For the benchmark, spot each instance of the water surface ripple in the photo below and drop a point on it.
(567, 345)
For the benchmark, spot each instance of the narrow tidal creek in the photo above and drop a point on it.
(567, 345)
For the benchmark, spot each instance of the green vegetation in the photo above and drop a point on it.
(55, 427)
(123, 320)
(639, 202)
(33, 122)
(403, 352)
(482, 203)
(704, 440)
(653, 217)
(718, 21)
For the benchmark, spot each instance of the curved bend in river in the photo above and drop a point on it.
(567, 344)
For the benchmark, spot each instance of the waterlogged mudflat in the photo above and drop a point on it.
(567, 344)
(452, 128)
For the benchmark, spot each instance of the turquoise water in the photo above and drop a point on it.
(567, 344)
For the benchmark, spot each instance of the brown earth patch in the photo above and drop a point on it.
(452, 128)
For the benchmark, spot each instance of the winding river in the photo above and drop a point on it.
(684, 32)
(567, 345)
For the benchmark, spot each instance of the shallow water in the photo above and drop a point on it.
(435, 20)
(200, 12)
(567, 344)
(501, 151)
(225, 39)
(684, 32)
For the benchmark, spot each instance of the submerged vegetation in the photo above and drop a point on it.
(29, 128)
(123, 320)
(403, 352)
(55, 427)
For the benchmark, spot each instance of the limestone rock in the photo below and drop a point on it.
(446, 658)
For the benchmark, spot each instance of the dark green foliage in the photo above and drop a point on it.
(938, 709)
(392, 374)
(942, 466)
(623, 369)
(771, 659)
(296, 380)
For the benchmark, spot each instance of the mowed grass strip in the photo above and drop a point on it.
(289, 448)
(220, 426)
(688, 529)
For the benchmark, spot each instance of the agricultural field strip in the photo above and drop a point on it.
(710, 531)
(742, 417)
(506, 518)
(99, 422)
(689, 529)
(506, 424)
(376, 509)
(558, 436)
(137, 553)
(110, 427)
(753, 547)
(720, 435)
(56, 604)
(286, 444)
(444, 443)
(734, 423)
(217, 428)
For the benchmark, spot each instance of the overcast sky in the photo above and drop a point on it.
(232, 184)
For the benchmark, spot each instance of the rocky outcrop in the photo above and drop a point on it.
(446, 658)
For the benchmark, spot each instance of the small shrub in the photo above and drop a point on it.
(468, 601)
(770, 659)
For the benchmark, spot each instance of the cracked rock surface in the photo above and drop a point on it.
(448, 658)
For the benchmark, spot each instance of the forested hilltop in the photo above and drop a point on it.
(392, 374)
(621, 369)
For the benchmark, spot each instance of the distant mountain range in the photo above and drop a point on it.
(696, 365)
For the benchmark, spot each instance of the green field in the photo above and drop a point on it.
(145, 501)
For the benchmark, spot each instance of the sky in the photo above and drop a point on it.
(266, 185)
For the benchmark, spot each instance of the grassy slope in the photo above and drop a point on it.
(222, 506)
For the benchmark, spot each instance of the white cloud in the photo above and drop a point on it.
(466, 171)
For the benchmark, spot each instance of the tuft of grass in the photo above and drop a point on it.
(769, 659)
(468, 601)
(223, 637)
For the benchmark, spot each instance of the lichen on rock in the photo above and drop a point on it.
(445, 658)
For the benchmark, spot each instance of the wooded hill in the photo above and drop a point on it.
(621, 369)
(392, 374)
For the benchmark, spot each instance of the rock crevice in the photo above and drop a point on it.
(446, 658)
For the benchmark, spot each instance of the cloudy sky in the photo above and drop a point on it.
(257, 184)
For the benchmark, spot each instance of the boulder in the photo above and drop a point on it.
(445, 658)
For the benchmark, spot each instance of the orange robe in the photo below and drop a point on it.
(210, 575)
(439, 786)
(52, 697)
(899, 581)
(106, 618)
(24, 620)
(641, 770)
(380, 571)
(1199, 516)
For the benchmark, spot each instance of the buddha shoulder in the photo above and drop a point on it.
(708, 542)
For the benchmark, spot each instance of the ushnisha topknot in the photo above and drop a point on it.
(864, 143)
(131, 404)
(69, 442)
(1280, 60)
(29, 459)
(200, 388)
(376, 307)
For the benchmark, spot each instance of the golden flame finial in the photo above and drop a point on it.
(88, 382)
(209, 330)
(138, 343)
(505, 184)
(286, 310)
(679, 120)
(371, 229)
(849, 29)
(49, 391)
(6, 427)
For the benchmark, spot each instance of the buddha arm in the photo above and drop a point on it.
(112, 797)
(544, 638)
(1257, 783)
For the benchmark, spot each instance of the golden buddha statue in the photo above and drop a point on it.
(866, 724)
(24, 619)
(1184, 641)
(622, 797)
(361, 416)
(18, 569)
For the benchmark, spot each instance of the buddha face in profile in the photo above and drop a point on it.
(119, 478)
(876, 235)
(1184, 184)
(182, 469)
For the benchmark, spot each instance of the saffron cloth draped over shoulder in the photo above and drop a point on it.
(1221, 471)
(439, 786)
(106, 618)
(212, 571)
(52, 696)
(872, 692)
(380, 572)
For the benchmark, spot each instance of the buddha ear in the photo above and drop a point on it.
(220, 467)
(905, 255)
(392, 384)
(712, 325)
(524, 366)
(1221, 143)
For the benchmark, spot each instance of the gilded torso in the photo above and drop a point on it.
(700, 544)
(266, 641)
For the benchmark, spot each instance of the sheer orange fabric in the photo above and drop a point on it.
* * * * * * *
The lines to reproduce run from the line containing "For the benchmark, spot each instance of the golden buddha" to the end of the listing; write them out exactly and add nothing.

For the benchmark, spot each instance of the golden buddha statue in the photo above and drop a point on it.
(866, 724)
(24, 619)
(1184, 641)
(622, 797)
(361, 416)
(18, 569)
For the benchmark, spot each instance of the buddha face in profile in the photo above and drop a point on it.
(119, 478)
(876, 235)
(1184, 184)
(182, 469)
For the benchmark, spot each instance of the saffron cloth draped over shoulder in the photo above and drop a point on it.
(1221, 471)
(439, 786)
(106, 618)
(212, 571)
(52, 696)
(872, 692)
(380, 572)
For the benchmark, spot each instance of the buddha ear in the photo above and drop a point on it.
(220, 467)
(905, 255)
(392, 384)
(712, 325)
(524, 366)
(1221, 143)
For the benchmark, spot each instance of the gilded torso in the photo above and drop a point on it.
(700, 544)
(266, 641)
For the benchmark, spot each instance of the sheer orange fabric in the photo above and drop a point on it.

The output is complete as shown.